If you were one of the tens of millions of viewers who tuned into All in the Family during that first 1971 half-season, then you’d know that right next door to the heated Bunker-Stivic household, the changing dynamics of the America beyond Archie Bunker’s domain of easy chair, TV, and flushing toilet was represented by black neighbors, the Jeffersons: sweet-tempered, loving Louise Jefferson (Isabel Sanford), the best friend of Archie’s “dingbat” wife, Edith; Louise’s ingratiating, stealth smart-assed college student son, Lionel (Mike Evans), and Louise’s husband George…who wasn’t actually seen until 1973. Instead, George’s brother, Henry (Mel Stewart), represented the racial irritant to Archie’s bigoted complacency.
The reason George was only mentioned and not seen during those first seasons was due to the fact that Lear had always wanted Broadway star Sherman Hemsley to play George, but had to wait out Hemsley’s Purlie contract before he could cast him. Once that happened, Hemsley’s pint-sized, cock-sure, bragging racist George became an eagerly-anticipated, “breakout” element of All in the Family, a supporting player, along with Sanford (who played beautiful straight-man counterpoint to Hemsley), that Lear knew could carry their own show (even if Sanford did not, who made it part of her contract that she could return to All in the Family if The Jeffersons didn’t work out).
When trying to determine what the show’s format would be, Lear remembers getting a light bulb about the Jeffersons. The Jeffersons would finally achieve real wealth and move to a high-rise, and this idea came from none other than the Black Panthers, “a militant civil rights group from the sixties and seventies,” states Lear, three of whom supposedly stormed his office one day (which I don’t believe at all…but what a charming euphemism for a deadly terrorist organization that also apparently offered episodic television story ideas on their days off—I guess if you want to hear Lear say nasty things, ask him about the religious Right).

DATA:

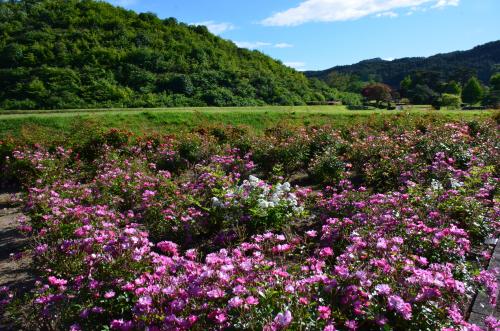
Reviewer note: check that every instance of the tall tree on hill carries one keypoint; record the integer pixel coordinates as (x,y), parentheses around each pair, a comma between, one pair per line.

SHORT TASK 1: Copy everything in the passage on The Jeffersons from "The reason George" down to "didn’t work out).", substituting "Isabel Sanford" for "Sanford".
SHORT TASK 2: According to the passage on The Jeffersons, why was George Jefferson mentioned but not seen during the first seasons of All in the Family?
The material has no connection to the passage on The Jeffersons.

EXERCISE SOLUTION 1:
The reason George was only mentioned and not seen during those first seasons was due to the fact that Lear had always wanted Broadway star Sherman Hemsley to play George, but had to wait out Hemsley’s Purlie contract before he could cast him. Once that happened, Hemsley’s pint-sized, cock-sure, bragging racist George became an eagerly-anticipated, “breakout” element of All in the Family, a supporting player, along with Isabel Sanford (who played beautiful straight-man counterpoint to Hemsley), that Lear knew could carry their own show (even if Isabel Sanford did not, who made it part of her contract that she could return to All in the Family if The Jeffersons didn’t work out).

EXERCISE SOLUTION 2: Lear had always wanted Sherman Hemsley to play George but had to wait out Hemsley's Purlie contract before he could cast him.